MATERIAL PROVIDED:
# # # # #
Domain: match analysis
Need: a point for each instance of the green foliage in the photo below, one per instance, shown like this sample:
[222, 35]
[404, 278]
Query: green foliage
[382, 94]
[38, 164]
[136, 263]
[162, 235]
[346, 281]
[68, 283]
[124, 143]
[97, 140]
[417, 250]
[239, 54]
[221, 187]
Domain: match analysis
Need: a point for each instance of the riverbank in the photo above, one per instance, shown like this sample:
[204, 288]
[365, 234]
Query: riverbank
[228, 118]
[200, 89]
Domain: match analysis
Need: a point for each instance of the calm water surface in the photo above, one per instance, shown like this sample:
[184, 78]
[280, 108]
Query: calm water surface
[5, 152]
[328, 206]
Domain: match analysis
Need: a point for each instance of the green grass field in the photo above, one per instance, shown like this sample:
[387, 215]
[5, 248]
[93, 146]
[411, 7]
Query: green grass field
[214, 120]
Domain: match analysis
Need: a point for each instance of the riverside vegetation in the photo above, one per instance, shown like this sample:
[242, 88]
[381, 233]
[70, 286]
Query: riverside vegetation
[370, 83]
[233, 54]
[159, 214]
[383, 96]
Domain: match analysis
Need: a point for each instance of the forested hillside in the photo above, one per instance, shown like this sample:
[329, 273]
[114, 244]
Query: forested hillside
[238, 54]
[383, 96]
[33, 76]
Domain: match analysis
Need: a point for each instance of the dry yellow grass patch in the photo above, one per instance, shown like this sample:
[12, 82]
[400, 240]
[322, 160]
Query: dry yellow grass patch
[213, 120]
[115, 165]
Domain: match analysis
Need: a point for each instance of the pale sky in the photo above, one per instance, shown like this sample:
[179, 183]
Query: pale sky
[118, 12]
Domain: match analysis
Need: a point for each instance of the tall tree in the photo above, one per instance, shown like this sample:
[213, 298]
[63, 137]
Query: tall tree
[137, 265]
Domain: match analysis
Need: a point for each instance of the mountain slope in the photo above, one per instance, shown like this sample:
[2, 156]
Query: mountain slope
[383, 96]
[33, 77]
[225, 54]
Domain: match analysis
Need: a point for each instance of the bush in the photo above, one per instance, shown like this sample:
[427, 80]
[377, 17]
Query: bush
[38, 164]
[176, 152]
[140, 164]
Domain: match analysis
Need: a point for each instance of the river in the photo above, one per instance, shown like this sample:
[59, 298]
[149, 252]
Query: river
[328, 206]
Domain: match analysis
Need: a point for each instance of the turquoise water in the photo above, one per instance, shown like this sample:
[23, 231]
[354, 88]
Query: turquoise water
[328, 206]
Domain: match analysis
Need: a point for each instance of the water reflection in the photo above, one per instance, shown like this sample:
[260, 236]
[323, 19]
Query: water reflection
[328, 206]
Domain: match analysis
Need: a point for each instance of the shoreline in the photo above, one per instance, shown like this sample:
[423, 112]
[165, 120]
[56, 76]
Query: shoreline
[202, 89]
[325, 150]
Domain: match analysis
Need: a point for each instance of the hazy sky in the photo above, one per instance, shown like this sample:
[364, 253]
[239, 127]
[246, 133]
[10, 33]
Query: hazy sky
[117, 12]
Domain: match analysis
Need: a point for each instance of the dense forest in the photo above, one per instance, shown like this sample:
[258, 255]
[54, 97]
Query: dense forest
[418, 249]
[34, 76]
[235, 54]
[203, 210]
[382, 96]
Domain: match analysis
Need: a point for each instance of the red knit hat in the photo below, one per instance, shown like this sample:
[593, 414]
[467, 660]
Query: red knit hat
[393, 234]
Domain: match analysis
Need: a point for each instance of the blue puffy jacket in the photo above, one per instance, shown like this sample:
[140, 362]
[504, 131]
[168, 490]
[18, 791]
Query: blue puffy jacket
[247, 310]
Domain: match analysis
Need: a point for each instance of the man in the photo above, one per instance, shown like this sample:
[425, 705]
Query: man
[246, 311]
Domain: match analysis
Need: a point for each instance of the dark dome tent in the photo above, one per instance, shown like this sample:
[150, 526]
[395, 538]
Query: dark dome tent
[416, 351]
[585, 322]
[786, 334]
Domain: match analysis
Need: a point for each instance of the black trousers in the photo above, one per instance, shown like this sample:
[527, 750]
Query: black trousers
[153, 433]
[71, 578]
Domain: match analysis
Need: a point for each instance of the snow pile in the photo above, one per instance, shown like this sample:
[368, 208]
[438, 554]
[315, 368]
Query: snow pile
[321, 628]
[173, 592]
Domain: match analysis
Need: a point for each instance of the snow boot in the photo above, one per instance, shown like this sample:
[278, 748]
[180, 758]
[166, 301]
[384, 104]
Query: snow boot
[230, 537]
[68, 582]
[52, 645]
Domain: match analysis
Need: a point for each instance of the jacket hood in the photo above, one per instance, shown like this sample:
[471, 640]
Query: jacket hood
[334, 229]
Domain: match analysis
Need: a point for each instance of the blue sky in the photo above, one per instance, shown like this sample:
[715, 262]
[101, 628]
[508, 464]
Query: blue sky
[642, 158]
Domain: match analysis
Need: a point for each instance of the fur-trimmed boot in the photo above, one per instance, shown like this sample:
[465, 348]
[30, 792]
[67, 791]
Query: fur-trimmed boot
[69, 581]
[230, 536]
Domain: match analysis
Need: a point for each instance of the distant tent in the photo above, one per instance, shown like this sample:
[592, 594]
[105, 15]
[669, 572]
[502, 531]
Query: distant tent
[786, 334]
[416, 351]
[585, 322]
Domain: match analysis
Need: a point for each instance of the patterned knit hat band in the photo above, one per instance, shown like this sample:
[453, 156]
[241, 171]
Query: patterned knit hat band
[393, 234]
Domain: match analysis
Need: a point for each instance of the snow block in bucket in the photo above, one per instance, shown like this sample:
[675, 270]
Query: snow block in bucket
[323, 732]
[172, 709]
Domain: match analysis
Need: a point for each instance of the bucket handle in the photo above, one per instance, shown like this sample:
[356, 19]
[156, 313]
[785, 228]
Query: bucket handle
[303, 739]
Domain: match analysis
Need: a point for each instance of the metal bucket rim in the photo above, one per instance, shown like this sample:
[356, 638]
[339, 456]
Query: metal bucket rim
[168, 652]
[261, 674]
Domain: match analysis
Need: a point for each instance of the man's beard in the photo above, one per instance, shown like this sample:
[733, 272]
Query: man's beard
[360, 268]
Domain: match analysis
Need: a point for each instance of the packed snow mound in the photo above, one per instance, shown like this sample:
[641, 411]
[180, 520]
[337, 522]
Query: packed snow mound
# # # # #
JOB: Output an exact copy of each record.

TASK ANSWER:
Domain: match analysis
Need: a point for each instance of the green foliage in the photo below, one per instance, shown like this sample:
[222, 35]
[404, 278]
Query: green foliage
[382, 94]
[38, 164]
[136, 263]
[162, 235]
[346, 281]
[68, 283]
[124, 143]
[97, 140]
[417, 250]
[239, 54]
[221, 187]
Domain: match analysis
Need: a point for each instance of the riverbank in the photo above, one per instance, shown like this sample:
[204, 288]
[365, 234]
Query: riverbank
[228, 118]
[200, 89]
Domain: match analysis
Need: a point for each instance of the calm water surface in the photo above, one per instance, shown like this sample:
[184, 78]
[280, 108]
Query: calm water surface
[5, 152]
[328, 206]
Domain: match analysis
Need: a point for each instance of the green grass field in the photo above, one per instance, shown like this sample:
[387, 215]
[5, 248]
[93, 146]
[411, 7]
Query: green grass field
[214, 120]
Domain: match analysis
Need: a point for each instance of the riverside vegetation in the photo above, one per instance, shown like this sample:
[242, 88]
[381, 233]
[70, 286]
Query: riverside vegetation
[370, 83]
[233, 54]
[159, 214]
[383, 96]
Domain: match analysis
Need: a point for each instance of the forested hillside in the photo above, one per instance, shown like this sample:
[329, 273]
[114, 244]
Query: forested hillside
[238, 54]
[383, 96]
[33, 76]
Domain: match analysis
Need: a point for each instance of the dry yellow grass patch in the photo above, one per instance, shown like this sample:
[12, 82]
[400, 240]
[322, 160]
Query: dry yellow grass patch
[213, 120]
[115, 165]
Domain: match analysis
Need: a point for each instance of the pale sky in the photo above, one per instance, shown like this sample:
[179, 183]
Query: pale sky
[118, 12]
Domain: match analysis
Need: a point for each instance of the tall tree in the photo above, one per instance, shown like this sample:
[213, 298]
[63, 137]
Query: tall tree
[137, 265]
Domain: match analysis
Need: a point for each instance of the mountain slope in the photo above, one per instance, shown like this sample:
[2, 156]
Query: mountain slope
[383, 96]
[33, 77]
[225, 54]
Domain: match analysis
Need: a point for each instance of the bush in the photo above, one per instance, shown like this sample:
[427, 80]
[377, 17]
Query: bush
[38, 164]
[176, 152]
[140, 164]
Domain: match analysis
Need: a point for each instance of the river in the photo above, one per instance, shown like this sample:
[59, 298]
[149, 252]
Query: river
[328, 206]
Domain: match analysis
Need: a point for each instance of the turquoise water in the photo above, one per instance, shown like this sample:
[23, 231]
[354, 88]
Query: turquoise water
[328, 206]
Domain: match analysis
Need: a point for each instance of the water reflection in the photo above, one per instance, shown like this sample:
[260, 236]
[323, 19]
Query: water reflection
[328, 206]
Domain: match analysis
Need: a point for each instance of the shoreline in the photo above, one per instance, shown like this sample:
[423, 112]
[165, 120]
[56, 76]
Query: shoreline
[202, 89]
[325, 150]
Domain: match analysis
Need: a point for each instance of the hazy sky in the photo above, one per instance, shown like this sample:
[364, 253]
[239, 127]
[246, 133]
[10, 33]
Query: hazy sky
[117, 12]
Domain: match analysis
Need: a point for each instance of the dense forest in the photo above, one per instance, shown like this sample:
[258, 255]
[54, 97]
Query: dense forest
[418, 249]
[34, 76]
[235, 54]
[203, 210]
[382, 96]
Domain: match analysis
Need: a point for each instance of the red knit hat in the photo below, one per instance, shown like this sample:
[593, 414]
[467, 660]
Query: red knit hat
[393, 234]
Domain: match analysis
Need: a point for each instance of the blue puffy jacket in the photo above, one per instance, shown like this sample:
[140, 362]
[504, 131]
[168, 490]
[18, 791]
Query: blue puffy jacket
[247, 310]
Domain: match analysis
Need: a point for each instance of the man in the photo above, one per instance, shown like this sample:
[425, 705]
Query: man
[246, 311]
Domain: match analysis
Need: a point for each instance of the dark dome tent in the photo above, one per instance, shown like this sample:
[150, 526]
[395, 538]
Query: dark dome tent
[416, 351]
[585, 322]
[786, 334]
Domain: match analysis
Need: a point for each instance of the black trousers in the photo above, one per instance, shown like this sample:
[527, 750]
Query: black trousers
[153, 433]
[71, 578]
Domain: match analysis
Need: a point for each instance of the snow pile in the photo above, one per instance, shown like this sample:
[368, 208]
[438, 554]
[315, 368]
Query: snow pile
[321, 628]
[173, 592]
Domain: match analysis
Need: a point for each instance of the snow boot in the photo above, one per instance, shown like this sample:
[278, 748]
[180, 758]
[166, 301]
[384, 104]
Query: snow boot
[230, 537]
[68, 582]
[52, 645]
Domain: match analysis
Need: a point for each instance of the jacket hood in the photo above, one per instance, shown like this sample:
[471, 640]
Query: jacket hood
[334, 229]
Domain: match analysis
Need: a point for each instance of the blue sky in the photo above, one per instance, shown like this sample:
[715, 262]
[101, 628]
[508, 464]
Query: blue sky
[642, 158]
Domain: match analysis
Need: a point for each instance of the fur-trimmed boot in the photo above, one per instance, shown like this sample:
[465, 348]
[30, 792]
[67, 791]
Query: fur-trimmed boot
[69, 581]
[230, 536]
Domain: match analysis
Need: a point for each instance of the distant tent in the photo above, one per instance, shown like this sample:
[592, 594]
[105, 15]
[669, 572]
[502, 531]
Query: distant tent
[786, 334]
[416, 351]
[585, 322]
Domain: match analysis
Need: a point for each instance of the patterned knit hat band in the photo above, one per instance, shown like this sample:
[453, 156]
[241, 171]
Query: patterned knit hat band
[393, 234]
Domain: match analysis
Need: a point for each instance of the snow block in bucket in the photo above, one per instance, shown like this sample:
[675, 270]
Query: snow block in bucket
[323, 732]
[172, 709]
Domain: match analysis
Need: a point for each instance of the bucket handle in the photo above, one per instance, shown like this sample:
[356, 19]
[156, 313]
[785, 228]
Query: bucket handle
[303, 739]
Domain: match analysis
Need: a point for each instance of the metal bucket rim in the photo above, one per instance, shown like this sample:
[356, 638]
[339, 456]
Query: metal bucket rim
[168, 652]
[261, 674]
Domain: match analysis
Need: a point for each instance of the man's beard in the photo above, one per instance, shown like this sample:
[733, 272]
Query: man's beard
[360, 268]
Domain: match analysis
Need: a point for each instance of the packed snow mound in the photo above, one per instance, shown like this sample:
[641, 411]
[180, 520]
[337, 522]
Query: packed snow mound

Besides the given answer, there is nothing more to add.